Quoted text.
--

Cost Analysis Harddriven Furnace: Berck, Table 1



  1. Steel: 1873-1892

    1. In 1872 Carnegie came back from a trip to England convinced that the future was steel. Because of his experience on the Pennsylvania railroad, Carnegie was convinced beyond any shadow of doubt that the American railroad system had to switch to steel rails as soon as they were cheaply available. The difference in strength and longevity was on the order of a factor of 15 to 20. The productivity gains to be had were so great that it was simply a matter of time before the railroads switched over.

    2. Indeed, as early as 1865 Carnegie had experimented with variety of hybrid iron-steel rails but all these experiments failed. In 1866 the rival claimants to the Bessemer steel process had compromised their differences thereby making the patents available for licensing in the U.S. The Bessemer process successfully burned out the silicon and the carbon from the pig iron – thereby making the cheap production of steel practical – but it did not burn out the phosphorus. Consequently, for the process to work, iron ore very low in phosphorus had to be used.

Bessemer Converter



The Bessemer Volcano



    1. Such high quality iron ore lay in abundance in the Upper Peninsula of Michigan. It was discovered in 1845 and its exploitation made possible with the construction of the canal at Sault Ste. Marie in 1855. However, it was not until 1868 that the ore was tested for its phosphorus content and its usefulness in the Bessemer steel process determined. And it was not until 1870-71 that the transportation facilities were good enough to funnel large quantities of the ore down to the lower Great Lakes.

    2. Given all these facts, it is not surprising that during his tour of the Bessemer plants in England during 1872 Carnegie determined that simply expanding his existing iron mills was too limited a venture. He decided he had to build a brand new, large plant devoted solely to making Bessemer steel railroad rails. This was to be The Edgar Thomson Works.

--

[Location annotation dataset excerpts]
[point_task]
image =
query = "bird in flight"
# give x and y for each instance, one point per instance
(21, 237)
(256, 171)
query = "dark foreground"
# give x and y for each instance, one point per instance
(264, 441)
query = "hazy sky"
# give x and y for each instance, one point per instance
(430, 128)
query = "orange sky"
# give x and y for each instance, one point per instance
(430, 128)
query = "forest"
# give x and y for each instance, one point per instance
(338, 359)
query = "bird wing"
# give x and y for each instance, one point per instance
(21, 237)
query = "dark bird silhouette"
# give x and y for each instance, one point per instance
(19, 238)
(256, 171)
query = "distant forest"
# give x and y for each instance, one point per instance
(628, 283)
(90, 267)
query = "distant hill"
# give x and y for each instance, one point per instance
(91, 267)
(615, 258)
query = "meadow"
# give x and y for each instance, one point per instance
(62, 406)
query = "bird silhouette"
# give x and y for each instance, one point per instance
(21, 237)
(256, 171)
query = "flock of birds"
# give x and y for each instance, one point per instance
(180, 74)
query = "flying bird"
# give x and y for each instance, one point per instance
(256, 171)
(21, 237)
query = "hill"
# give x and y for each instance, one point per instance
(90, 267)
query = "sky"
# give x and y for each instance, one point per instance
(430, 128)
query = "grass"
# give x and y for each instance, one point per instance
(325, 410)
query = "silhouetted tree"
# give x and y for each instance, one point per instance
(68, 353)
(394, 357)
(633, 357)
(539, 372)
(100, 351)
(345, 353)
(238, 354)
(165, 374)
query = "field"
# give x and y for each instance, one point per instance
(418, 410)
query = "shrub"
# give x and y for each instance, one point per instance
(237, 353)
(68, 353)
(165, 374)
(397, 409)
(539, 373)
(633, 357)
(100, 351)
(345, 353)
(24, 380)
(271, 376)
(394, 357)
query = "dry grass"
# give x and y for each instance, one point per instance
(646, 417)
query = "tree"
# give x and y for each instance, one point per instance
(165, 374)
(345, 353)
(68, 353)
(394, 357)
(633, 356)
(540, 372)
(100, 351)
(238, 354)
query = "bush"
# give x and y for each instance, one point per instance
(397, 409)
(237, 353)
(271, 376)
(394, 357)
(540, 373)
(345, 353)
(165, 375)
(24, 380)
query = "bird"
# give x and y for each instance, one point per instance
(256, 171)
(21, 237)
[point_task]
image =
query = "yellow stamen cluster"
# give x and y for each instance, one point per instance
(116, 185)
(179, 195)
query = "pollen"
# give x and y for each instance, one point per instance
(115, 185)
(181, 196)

--

Tasks.
**A.** Answer these about the Carnegie steel text:
(i) In what year did Carnegie come back from England convinced that the future was steel?
(ii) When was the canal at Sault Ste. Marie constructed?
(iii) What was the new plant devoted to Bessemer steel rails to be called?
**B.** Could you rewrite the stretch of the Carnegie steel text from "2. Given all" through "Edgar Thomson Works.", putting "large mill" in place of "large plant"?
**C.** Can you continue the Carnegie steel text from the point where it stops?

Per-task outputs.
**A.**
(i) 1872
(ii) 1855
(iii) The Edgar Thomson Works

**B.**
2. Given all these facts, it is not surprising that during his tour of the Bessemer plants in England during 1872 Carnegie determined that simply expanding his existing iron mills was too limited a venture. He decided he had to build a brand new, large mill devoted solely to making Bessemer steel railroad rails. This was to be The Edgar Thomson Works.

**C.**
    3. Henry Phipps and Tom Carnegie declined at first to participate in Andrew Carnegie’s "daring" new venture and Carnegie was forced to set up a separate partnership to build the new works. He was able to persuade a number of influential Pittsburgh businessmen to participate and he put up $250,000 of the total $700,000 capitalization of the venture himself and his old partners from Union Iron -- Phipps, Tom Carnegie, and Kloman each chipped in $50,000 apiece. His old allies Tom Scott and J. Edgar Thomson also came in for small amounts via Carnegie’s share. Land was acquired at the site of Braddocks’ field on the Monongahela River. (This was the battlefield where the British General Braddock was defeated and killed during the French-Indian War. One of his officers, Col. George Washington, led the retreat taking the troops to the south towards Maryland.) The location was ideal because it was near two railroads – the B&O and the Pennsylvania – and it was near the Youghiogheny River which ran through the nearby coal regions.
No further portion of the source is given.